» Document text:
⁂

When Gordon & MacPhail purchased the Benromach Distillery in 1993, it was considered a curious acquisition, coming in the wake of one of the biggest busts to hit the Scotch Whisky industry. Global demand for Scotch had surged in the 1960s and 1970s and, unsurprisingly, the industry grew accordingly. However, by the early 1980s things were looking dark – the industry had massively overshot the mark and was now sitting on a proverbial Loch of Whisky. Most distilleries – the lucky ones – dramatically slashed their production. Nearly a quarter of all active distilleries in Scotland closed between 1983 and 2000, most of them forever.

Deemed to be a “surplus” distillery, Benromach was mothballed in 1983. Established in 1898 in the town of Forres, about 20 minutes outside of Elgin, Beromach’s history was rather unremarkable, though its whisky was always well regarded. In 1950, John Urquhart, who was then at the helm of Gordon & MacPhail (G&M), made a significant bid to purchase Benromach, but it would end up in the hands of another major whisky firm, Seagrams.

Gordon & MacPhail is a 128-year-old family business that has been owned by the Urquharts for 4 generations. They are, without question, the world’s preeminent independent bottler, uniquely laying down their own casks of new make spirit rather than purchasing mature whiskies from the open market. Of the 25 oldest whiskies ever bottled, almost all of them have been either bottled by G&M or, if bottled by others, the liquid was often bought back from G&M. The company doesn’t think or plan in terms of years, but rather in generations. When G&M finally completed its acquisition of Benromach in 1993, 43 years later, the rest of the industry was on its knees.

To many industry observers this must have seemed like folly. However, smart investors – like many of the best run family firms – know that the best time to pull out the cheque book is when things are tough. Never ones to rush, they patiently rebuilt and refitted Benromach, ensuring that it was done properly so that customers could enjoy their premium product for generations to come.

King Charles, then Prince of Wales, was on hand for the distillery’s grand reopening in 1998. And while the overall production would be smaller than before, none would be assigned for blending.

⁂

» Your tasks:
a) List each specific year (not decades) mentioned in the Benromach history, naming each only once.
b) Write a continuation of the Benromach history, picking up after its final sentence.
The material after this point comes from a separate source.

» Record excerpts:

⁂

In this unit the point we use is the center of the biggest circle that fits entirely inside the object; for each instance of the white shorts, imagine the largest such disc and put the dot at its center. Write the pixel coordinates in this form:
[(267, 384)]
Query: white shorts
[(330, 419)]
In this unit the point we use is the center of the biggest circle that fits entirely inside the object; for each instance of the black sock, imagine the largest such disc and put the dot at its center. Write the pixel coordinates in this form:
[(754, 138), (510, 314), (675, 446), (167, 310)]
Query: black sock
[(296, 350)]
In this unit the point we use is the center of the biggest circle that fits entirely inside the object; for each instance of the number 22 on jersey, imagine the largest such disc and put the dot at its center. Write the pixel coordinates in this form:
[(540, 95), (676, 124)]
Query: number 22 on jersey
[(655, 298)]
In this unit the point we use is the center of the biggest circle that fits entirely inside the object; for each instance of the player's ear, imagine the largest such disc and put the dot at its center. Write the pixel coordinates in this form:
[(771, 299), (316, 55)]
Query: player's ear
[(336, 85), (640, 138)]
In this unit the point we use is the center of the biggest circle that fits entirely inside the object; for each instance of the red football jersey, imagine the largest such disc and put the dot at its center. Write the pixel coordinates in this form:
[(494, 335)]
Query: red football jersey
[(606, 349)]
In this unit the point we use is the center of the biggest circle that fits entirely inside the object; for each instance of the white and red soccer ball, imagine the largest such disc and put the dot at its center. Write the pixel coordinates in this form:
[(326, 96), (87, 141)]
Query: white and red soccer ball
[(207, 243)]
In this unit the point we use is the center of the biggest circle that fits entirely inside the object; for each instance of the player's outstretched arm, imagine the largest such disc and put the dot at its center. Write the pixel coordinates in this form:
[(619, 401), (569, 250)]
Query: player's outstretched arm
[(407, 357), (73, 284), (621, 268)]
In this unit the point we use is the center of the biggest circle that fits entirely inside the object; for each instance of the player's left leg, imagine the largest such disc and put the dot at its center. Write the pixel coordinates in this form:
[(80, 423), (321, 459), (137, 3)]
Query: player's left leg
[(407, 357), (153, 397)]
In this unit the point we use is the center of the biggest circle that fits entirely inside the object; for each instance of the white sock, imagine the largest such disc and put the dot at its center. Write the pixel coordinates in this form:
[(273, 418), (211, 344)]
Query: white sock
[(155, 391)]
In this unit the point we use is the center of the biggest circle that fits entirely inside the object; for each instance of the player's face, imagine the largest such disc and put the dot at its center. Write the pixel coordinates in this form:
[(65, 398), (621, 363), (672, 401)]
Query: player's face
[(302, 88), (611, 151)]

⁂

» Answers in order:
a) 1993, 1983, 2000, 1898, 1950, 1998

b)
Benromach is now exclusively produced for consumption as a single malt.

The distillery has a relatively long fermentation process and employs a slow distillation – both of which create a more complex and fruity spirit. And, like its parent company Gordon & MacPhail, only fills spirit into the best quality oak; when it comes to wood policy, G&M and Benromach set the gold standard.

While the company has tried to honour the past by replicating its pre-closure taste – in the 19th century most Speyside whiskies would have been at least somewhat peated – its current offering is considered lightly peated.

Today, Benromach is one of the most compelling and exciting Scotch whisky brands. Its core range whiskies, such as the 10, 15, and now 21-year-old, are all excellent quality and very good value. The roots of that success go back far more than the 25 years since reopening: rather, it can be traced back more than a century to the original founding of Gordon & MacPhail whose initial mandate in 1895 was to sell “a superior article at a popular price.”

Benromach whiskies, especially the 10- and 15-year-olds, can be found at most good whisky retailers, while the 21-year-old is available in smaller quantities from selected retailers. The Benromach Distillery offers a range of tours and experiences 12 months of the year, and it is only a short drive from either Inverness or Elgin. Certainly, if you are going to make the trip to Benromach, you would be wise to visit Elgin and see the original Gordon & MacPhail shop.